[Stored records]
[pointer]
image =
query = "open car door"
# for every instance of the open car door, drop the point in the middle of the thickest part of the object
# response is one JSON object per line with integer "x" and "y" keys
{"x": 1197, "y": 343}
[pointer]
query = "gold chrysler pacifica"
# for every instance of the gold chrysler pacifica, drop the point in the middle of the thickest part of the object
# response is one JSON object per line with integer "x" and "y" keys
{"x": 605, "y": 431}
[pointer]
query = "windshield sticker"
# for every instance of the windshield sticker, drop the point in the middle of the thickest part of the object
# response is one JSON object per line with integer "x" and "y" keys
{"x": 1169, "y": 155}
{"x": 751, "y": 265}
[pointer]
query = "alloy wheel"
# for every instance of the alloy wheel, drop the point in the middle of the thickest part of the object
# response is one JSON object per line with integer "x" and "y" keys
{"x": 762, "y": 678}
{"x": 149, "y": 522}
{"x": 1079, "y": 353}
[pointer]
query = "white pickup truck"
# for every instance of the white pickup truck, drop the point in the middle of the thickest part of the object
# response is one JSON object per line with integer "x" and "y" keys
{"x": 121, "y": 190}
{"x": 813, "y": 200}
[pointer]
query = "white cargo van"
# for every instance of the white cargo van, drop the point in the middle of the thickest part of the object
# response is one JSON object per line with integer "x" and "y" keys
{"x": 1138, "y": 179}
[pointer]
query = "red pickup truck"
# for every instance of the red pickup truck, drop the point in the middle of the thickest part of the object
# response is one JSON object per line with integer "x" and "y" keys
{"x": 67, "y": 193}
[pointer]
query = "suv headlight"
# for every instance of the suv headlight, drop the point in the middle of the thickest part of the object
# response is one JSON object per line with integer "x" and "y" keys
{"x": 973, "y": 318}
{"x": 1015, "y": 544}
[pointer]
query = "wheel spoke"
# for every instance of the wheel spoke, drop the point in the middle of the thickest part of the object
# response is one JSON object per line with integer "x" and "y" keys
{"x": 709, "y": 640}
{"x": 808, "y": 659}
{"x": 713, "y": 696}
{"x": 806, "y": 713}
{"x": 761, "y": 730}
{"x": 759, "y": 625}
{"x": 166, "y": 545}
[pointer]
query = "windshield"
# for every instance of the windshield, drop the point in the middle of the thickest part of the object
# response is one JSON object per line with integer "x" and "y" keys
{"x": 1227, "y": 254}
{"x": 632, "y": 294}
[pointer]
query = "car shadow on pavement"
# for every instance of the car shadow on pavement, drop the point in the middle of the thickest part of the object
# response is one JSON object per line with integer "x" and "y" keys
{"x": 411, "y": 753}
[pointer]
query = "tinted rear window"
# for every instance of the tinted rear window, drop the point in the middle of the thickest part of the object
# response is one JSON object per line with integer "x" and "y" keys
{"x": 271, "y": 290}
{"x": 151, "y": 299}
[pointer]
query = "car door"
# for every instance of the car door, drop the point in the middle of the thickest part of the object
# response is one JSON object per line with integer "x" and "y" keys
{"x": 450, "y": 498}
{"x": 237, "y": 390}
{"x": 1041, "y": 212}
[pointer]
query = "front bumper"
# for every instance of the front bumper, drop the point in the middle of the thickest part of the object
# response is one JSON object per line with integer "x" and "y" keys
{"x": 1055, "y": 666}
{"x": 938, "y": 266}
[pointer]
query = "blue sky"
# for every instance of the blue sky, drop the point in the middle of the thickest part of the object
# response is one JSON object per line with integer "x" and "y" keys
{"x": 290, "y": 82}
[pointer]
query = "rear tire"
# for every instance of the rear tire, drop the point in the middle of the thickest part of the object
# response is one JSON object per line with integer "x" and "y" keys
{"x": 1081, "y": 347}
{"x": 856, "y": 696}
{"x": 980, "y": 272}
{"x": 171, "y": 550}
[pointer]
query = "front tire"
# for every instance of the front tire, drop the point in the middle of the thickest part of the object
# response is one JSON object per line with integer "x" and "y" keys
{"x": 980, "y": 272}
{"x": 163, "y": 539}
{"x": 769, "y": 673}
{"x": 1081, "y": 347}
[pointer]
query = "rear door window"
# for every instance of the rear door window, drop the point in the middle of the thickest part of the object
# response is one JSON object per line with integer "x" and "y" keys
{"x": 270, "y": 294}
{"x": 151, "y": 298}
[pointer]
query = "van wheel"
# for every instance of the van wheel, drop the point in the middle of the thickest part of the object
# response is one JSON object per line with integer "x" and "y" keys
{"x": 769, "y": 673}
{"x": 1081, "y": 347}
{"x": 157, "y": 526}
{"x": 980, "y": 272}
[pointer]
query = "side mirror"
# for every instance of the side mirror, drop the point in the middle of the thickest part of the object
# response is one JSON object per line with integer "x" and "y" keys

_REQUIRED ACTION_
In the records above, find the lines containing "tinted" and copy them.

_COMPLETED EXERCISE_
query = "tinted rear window"
# for every instance of the tinted rear window, drop the point in the middle of the thickest part of the object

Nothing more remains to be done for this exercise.